---- Provided entries

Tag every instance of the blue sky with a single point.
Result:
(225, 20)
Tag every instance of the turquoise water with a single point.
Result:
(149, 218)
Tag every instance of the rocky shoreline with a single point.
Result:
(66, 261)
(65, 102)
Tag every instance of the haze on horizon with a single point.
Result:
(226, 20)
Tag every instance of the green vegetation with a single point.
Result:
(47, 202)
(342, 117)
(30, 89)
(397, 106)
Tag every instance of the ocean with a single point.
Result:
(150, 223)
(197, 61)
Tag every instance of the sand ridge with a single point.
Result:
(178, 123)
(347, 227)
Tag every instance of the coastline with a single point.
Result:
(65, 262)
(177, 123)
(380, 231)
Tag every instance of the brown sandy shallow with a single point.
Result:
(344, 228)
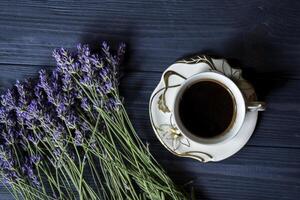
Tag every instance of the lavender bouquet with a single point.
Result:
(67, 135)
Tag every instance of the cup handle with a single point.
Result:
(256, 106)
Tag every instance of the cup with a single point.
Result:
(240, 107)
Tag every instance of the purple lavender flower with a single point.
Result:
(21, 91)
(35, 113)
(71, 120)
(34, 159)
(85, 104)
(7, 100)
(27, 169)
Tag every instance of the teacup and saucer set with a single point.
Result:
(171, 126)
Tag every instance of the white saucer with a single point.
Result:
(162, 120)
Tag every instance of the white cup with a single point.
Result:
(241, 106)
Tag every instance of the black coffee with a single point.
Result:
(206, 109)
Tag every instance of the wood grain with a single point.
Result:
(260, 36)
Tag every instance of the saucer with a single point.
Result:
(163, 98)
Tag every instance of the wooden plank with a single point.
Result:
(157, 32)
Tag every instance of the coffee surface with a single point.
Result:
(206, 109)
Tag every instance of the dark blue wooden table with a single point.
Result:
(261, 37)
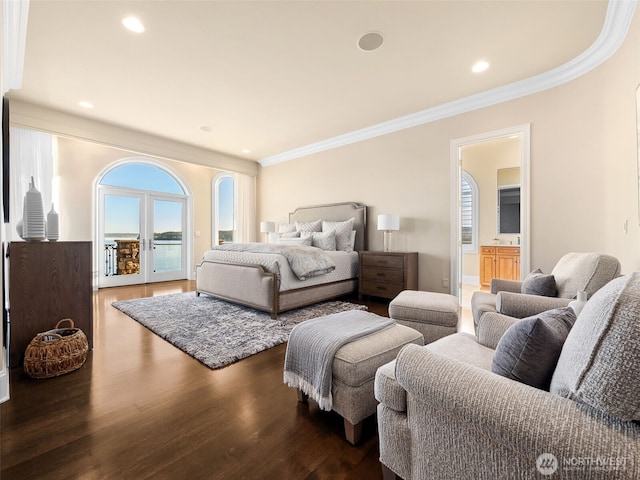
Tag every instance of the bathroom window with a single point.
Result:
(469, 214)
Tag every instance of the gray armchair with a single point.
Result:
(444, 415)
(574, 272)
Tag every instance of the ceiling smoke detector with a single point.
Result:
(370, 41)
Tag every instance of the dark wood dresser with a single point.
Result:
(385, 274)
(48, 281)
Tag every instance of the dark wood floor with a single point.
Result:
(140, 408)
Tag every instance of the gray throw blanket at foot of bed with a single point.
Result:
(313, 345)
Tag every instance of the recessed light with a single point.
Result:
(480, 66)
(133, 24)
(370, 41)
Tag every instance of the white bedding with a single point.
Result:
(346, 266)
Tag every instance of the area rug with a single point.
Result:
(218, 333)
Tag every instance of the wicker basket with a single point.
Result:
(56, 352)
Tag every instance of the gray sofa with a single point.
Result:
(573, 273)
(444, 415)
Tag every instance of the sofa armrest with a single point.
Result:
(521, 305)
(387, 390)
(502, 285)
(516, 423)
(491, 327)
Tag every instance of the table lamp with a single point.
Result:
(388, 223)
(267, 228)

--------

Brief>
The expected result is the material restated word for word, minus any picture.

Solution to the exercise>
Tag every instance of the blue sky with a single point.
Result:
(225, 20)
Tag every instance of the turquoise water with a single point.
Result:
(149, 218)
Tag every instance of the rocky shoreline with a single point.
Result:
(66, 261)
(65, 102)
Tag every instance of the haze on horizon with a single point.
Result:
(226, 20)
Tag every instance of the green vegetation with a single point.
Result:
(47, 202)
(342, 117)
(30, 89)
(397, 106)
Tag every instance of the ocean with a single point.
Result:
(150, 223)
(197, 61)
Tag every instance of the sand ridge with a single point.
Result:
(178, 123)
(347, 227)
Tag every instance of the coastline with a single point.
Result:
(65, 262)
(177, 123)
(380, 231)
Tag every instance of the brown sandy shallow with a single point.
Result:
(344, 228)
Tag every instance of the lavender bouquet with a single point.
Result:
(67, 135)
Tag every instance of the cup handle with a single point.
Result:
(256, 106)
Tag every instance of the cup with a single point.
Result:
(240, 107)
Tag every instance of the purple lavender flower with a single point.
Result:
(21, 91)
(35, 113)
(71, 120)
(34, 159)
(85, 104)
(7, 100)
(27, 169)
Tag every instance of the teacup and saucer set with a single point.
Result:
(171, 126)
Tag every instance of the white saucer with a single point.
Result:
(162, 120)
Tag every instance of the white cup with a single point.
Result:
(241, 106)
Tag every instance of the black coffee with a single point.
Result:
(206, 109)
Tag every instance of the wood grain with a single point.
Result:
(260, 36)
Tag every instance of the saucer with a single point.
Result:
(163, 98)
Tag every instance of the wooden plank with a single point.
Result:
(157, 32)
Tag every instance of the coffee surface with a single point.
Result:
(206, 109)
Tag every instance of the dark blue wooden table with a single point.
Result:
(261, 37)
Tag every instance of the bathroom window with a single point.
Result:
(469, 214)
Tag every instance of the gray armchair with a single point.
Result:
(444, 415)
(574, 272)
Tag every instance of the ceiling smoke detector with a single point.
Result:
(370, 41)
Tag every instance of the dark wood dresser with a single point.
Result:
(385, 274)
(48, 281)
Tag every instance of the dark wood floor with a single point.
Result:
(140, 408)
Tag every instance of the gray throw blanket at foot of bed with a single point.
Result:
(313, 345)
Tag every instance of the recessed light with a single point.
Result:
(480, 66)
(133, 24)
(370, 41)
Tag every instance of the white bedding with a single point.
Result:
(346, 266)
Tag every instance of the area rug with a single point.
Result:
(218, 333)
Tag every instance of the wicker basket with a single point.
Result:
(56, 352)
Tag every instance of the gray sofa with a single point.
Result:
(573, 273)
(444, 415)
Tag every instance of the sofa armrest with a single point.
Result:
(521, 305)
(387, 390)
(502, 285)
(516, 423)
(491, 327)
Tag every instance of the table lamp with a single point.
Result:
(388, 223)
(267, 228)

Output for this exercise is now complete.